**CONSIGNE**: Selon l'extrait ci-dessous sur Noël et la Réforme, pourquoi les Réformateurs n'ont-ils supprimé les fêtes religieuses que pour un temps ? Répondez en une à trois phrases.

Qui croirait aujourd’hui, alors que la fête de Noël (ou au moins ses signes extérieurs de consommation) s’est répandue dans le monde entier, même dans des pays non chrétiens, qui croirait que, sous la pression des Réformateurs, elle aurait pu disparaître ? En effet les Réformateurs ont lutté contre « l’observation superstitieuse des jours, l’esclavage du calendrier » et ils ont affirmé que tous les jours étaient saints pour servir à la gloire de Dieu. Et Calvin de traiter de « bestes, voire de bestes enragées », les fidèles plus nombreux venus au culte le 25 décembre 1550 ! Les Réformateurs n’ont pu supprimer les fêtes religieuses qu’un temps, car ils ont dû compter sur l’enracinement des habitudes des populations. Il faut attendre 1788 pour que la Compagnie des Pasteurs de Genève adopte, pour ce jour, une liturgie spécifique. Néanmoins, il semble que dans certains milieux évangéliques du Réveil, ce jour de Noël n’ait pas été spécialement célébré, ainsi dans la famille de John Bost, comme le montre le Journal de son épouse.

**DONNÉES PRÉSENTÉES**:

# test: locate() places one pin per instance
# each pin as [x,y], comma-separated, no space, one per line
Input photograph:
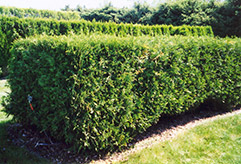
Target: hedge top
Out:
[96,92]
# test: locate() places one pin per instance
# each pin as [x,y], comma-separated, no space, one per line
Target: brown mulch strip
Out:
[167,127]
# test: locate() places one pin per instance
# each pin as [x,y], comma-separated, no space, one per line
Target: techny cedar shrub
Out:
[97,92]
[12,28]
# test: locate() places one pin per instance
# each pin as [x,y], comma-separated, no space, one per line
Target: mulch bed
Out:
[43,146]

**RÉPONSE ATTENDUE**: Les Réformateurs n'ont pu supprimer les fêtes religieuses que pour un temps, car ils ont dû compter avec l'enracinement des habitudes des populations.